§ BRIEF 1: Copy out the Tilda Swinton interview below in full, reproducing every word and punctuation mark as it appears.
>> Begin EXCERPTED TEXT
Casting Tilda Swinton as an angel in Constantine was obviously a great idea, but it wasn’t until I saw her in person that I really understood how perfect it was. The person she most reminded me of was a younger David Bowie, and while I rarely find androgyny to be very sexy, she really makes it work.
In her new film, Thumbsucker, she’s not playing sexy (although no amount of frumpiness in the world holds her back), she’s playing the mom to Lou Pucci’s thumbsucking teen Justin. Before Tilda came in, we had spoken to the director Mike Mills (not the one you’re thinking of), who had told us of the film’s long journey to the screen. Look for him later in the week, where you can read how he told us that Tilda was the actor who stuck around with his little film the longest, and how she became a producer on the project. Of course that meant we would start the interview with that.
Tilda’s been someone I’ve enoyed for years, but she’s about to get huge. This Christmas she’s playing the villainous White Witch in Disney’s mega-budget The Chronicles of Narnia: The Lion, the Witch and the Wardrobe, and you’re going to see her all over the place promoting it. Enjoy her here now, in this fairly in-depth interview, in the calm before the storm.
Thumbsucker opens in limited release on Friday.
Q: Mike Mills said that you were the one who hung in there the longest in the long process of getting this film made. What made you want to hang on so long?
Swinton: Mike Mills. You’ve met him and so you understand why. So that’s it. And I knew about him anyway. I knew that I might feel this way about him and I did. On it goes. It was going to happen. It was obviously going to happen and it was obvious that it was going to be as good as it is. It was obvious to me. I have to say that it’s been obvious to me before now with other first time filmmakers that I’ve had the privilege to work with who’ve had people telling them they’re insane when they went to ask for money. I get a real kick out of it, this thing of going, ‘I was right. I was right.’
Q: You’re now a mother, right?
Swinton: I am a mother.
Q: Did that help you relate to your character?
>> End EXCERPTED TEXT
§ BRIEF 2: Count the lines in the entries below that include the word "dead". State only the number.
>> Begin MATERIAL
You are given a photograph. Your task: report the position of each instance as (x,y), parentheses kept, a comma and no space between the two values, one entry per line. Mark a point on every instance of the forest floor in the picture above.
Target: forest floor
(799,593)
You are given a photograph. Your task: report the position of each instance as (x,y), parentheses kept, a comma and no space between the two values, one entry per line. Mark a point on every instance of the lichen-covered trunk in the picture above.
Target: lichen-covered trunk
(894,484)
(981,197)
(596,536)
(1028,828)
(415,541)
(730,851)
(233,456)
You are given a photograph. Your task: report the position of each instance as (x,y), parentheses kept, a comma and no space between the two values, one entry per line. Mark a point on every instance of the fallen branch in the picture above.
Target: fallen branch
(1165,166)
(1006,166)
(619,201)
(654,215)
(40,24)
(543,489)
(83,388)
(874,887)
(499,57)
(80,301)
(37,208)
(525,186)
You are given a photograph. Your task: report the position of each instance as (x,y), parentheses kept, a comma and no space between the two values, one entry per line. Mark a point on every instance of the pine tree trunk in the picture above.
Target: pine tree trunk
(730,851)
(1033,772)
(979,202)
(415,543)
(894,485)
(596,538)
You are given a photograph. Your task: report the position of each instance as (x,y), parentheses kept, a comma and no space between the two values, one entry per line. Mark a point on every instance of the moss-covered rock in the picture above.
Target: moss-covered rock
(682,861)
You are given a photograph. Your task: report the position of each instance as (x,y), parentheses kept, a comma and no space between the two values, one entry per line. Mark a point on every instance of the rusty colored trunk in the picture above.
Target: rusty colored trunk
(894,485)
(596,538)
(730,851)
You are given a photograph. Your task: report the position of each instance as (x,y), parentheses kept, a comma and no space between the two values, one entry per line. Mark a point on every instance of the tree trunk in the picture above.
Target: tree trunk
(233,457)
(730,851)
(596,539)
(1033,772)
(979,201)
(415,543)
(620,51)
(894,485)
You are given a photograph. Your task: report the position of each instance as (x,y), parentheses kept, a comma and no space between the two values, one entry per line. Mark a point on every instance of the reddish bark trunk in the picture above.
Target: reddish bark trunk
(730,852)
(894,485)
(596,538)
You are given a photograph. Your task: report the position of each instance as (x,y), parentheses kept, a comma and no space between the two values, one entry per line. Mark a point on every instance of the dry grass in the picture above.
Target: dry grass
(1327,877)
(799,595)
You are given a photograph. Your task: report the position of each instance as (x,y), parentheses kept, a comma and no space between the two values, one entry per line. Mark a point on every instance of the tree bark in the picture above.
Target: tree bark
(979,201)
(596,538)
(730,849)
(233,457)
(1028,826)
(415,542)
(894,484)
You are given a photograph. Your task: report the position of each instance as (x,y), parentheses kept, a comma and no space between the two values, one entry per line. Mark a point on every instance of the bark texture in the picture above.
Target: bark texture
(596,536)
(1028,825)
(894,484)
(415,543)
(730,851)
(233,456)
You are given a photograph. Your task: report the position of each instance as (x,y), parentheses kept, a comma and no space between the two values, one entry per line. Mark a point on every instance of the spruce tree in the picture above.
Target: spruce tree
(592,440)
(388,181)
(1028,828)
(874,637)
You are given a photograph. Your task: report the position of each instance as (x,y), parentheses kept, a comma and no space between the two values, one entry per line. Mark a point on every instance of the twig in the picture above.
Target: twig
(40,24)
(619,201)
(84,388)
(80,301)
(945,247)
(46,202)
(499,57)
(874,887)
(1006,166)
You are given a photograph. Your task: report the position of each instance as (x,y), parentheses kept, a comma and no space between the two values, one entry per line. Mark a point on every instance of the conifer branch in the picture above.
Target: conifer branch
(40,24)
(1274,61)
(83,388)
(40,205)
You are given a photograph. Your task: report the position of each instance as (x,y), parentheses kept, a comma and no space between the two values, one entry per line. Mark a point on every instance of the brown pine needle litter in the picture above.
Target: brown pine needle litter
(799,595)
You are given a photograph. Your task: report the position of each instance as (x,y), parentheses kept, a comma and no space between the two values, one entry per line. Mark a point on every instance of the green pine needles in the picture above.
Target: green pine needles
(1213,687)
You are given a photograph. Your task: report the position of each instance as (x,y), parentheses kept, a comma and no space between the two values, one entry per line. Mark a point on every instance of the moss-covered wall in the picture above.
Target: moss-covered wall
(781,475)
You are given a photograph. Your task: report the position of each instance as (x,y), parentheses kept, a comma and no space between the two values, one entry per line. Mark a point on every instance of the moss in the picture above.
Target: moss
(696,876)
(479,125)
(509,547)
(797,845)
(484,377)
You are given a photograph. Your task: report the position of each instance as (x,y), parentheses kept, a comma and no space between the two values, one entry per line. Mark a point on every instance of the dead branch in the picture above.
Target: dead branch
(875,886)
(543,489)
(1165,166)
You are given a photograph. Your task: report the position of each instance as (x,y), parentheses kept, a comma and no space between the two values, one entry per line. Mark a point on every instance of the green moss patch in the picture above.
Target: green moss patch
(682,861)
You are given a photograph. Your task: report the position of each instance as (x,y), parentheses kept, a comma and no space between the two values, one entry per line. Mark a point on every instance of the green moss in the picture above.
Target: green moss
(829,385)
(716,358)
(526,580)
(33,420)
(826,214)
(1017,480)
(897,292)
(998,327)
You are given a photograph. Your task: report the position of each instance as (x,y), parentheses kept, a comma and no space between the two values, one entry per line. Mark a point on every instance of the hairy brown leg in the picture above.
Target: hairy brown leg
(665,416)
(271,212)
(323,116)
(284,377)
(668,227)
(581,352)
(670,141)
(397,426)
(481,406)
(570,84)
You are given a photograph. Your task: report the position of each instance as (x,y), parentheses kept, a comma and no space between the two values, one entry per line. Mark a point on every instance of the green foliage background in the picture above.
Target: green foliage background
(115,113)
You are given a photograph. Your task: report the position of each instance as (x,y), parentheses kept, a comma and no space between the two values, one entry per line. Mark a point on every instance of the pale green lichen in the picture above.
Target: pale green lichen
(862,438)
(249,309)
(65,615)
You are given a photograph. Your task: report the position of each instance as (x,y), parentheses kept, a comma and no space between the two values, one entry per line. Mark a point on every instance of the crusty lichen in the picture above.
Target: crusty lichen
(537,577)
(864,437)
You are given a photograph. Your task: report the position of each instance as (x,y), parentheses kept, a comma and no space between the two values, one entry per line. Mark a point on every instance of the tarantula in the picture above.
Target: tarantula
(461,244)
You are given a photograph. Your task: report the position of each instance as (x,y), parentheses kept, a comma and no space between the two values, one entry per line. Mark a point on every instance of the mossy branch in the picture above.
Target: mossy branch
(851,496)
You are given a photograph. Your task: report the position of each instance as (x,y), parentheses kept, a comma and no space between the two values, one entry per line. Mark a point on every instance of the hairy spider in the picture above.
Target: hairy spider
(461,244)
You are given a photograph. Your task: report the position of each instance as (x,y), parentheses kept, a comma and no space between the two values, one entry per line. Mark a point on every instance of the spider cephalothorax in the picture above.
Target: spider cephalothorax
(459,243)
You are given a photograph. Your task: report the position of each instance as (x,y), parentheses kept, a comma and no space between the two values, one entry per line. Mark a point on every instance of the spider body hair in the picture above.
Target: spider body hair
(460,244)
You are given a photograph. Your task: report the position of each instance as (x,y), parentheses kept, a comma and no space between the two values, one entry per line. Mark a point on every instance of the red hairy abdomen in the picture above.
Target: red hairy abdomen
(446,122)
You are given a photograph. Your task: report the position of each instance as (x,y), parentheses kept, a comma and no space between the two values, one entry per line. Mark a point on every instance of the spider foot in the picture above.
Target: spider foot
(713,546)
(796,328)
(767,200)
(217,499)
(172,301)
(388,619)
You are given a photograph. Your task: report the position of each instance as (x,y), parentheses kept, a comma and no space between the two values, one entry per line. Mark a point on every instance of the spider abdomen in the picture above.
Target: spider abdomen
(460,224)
>> End MATERIAL
§ FINISHED ANSWER 1:
Casting Tilda Swinton as an angel in Constantine was obviously a great idea, but it wasn’t until I saw her in person that I really understood how perfect it was. The person she most reminded me of was a younger David Bowie, and while I rarely find androgyny to be very sexy, she really makes it work.
In her new film, Thumbsucker, she’s not playing sexy (although no amount of frumpiness in the world holds her back), she’s playing the mom to Lou Pucci’s thumbsucking teen Justin. Before Tilda came in, we had spoken to the director Mike Mills (not the one you’re thinking of), who had told us of the film’s long journey to the screen. Look for him later in the week, where you can read how he told us that Tilda was the actor who stuck around with his little film the longest, and how she became a producer on the project. Of course that meant we would start the interview with that.
Tilda’s been someone I’ve enoyed for years, but she’s about to get huge. This Christmas she’s playing the villainous White Witch in Disney’s mega-budget The Chronicles of Narnia: The Lion, the Witch and the Wardrobe, and you’re going to see her all over the place promoting it. Enjoy her here now, in this fairly in-depth interview, in the calm before the storm.
Thumbsucker opens in limited release on Friday.
Q: Mike Mills said that you were the one who hung in there the longest in the long process of getting this film made. What made you want to hang on so long?
Swinton: Mike Mills. You’ve met him and so you understand why. So that’s it. And I knew about him anyway. I knew that I might feel this way about him and I did. On it goes. It was going to happen. It was obviously going to happen and it was obvious that it was going to be as good as it is. It was obvious to me. I have to say that it’s been obvious to me before now with other first time filmmakers that I’ve had the privilege to work with who’ve had people telling them they’re insane when they went to ask for money. I get a real kick out of it, this thing of going, ‘I was right. I was right.’
Q: You’re now a mother, right?
Swinton: I am a mother.
Q: Did that help you relate to your character?

§ FINISHED ANSWER 2: 2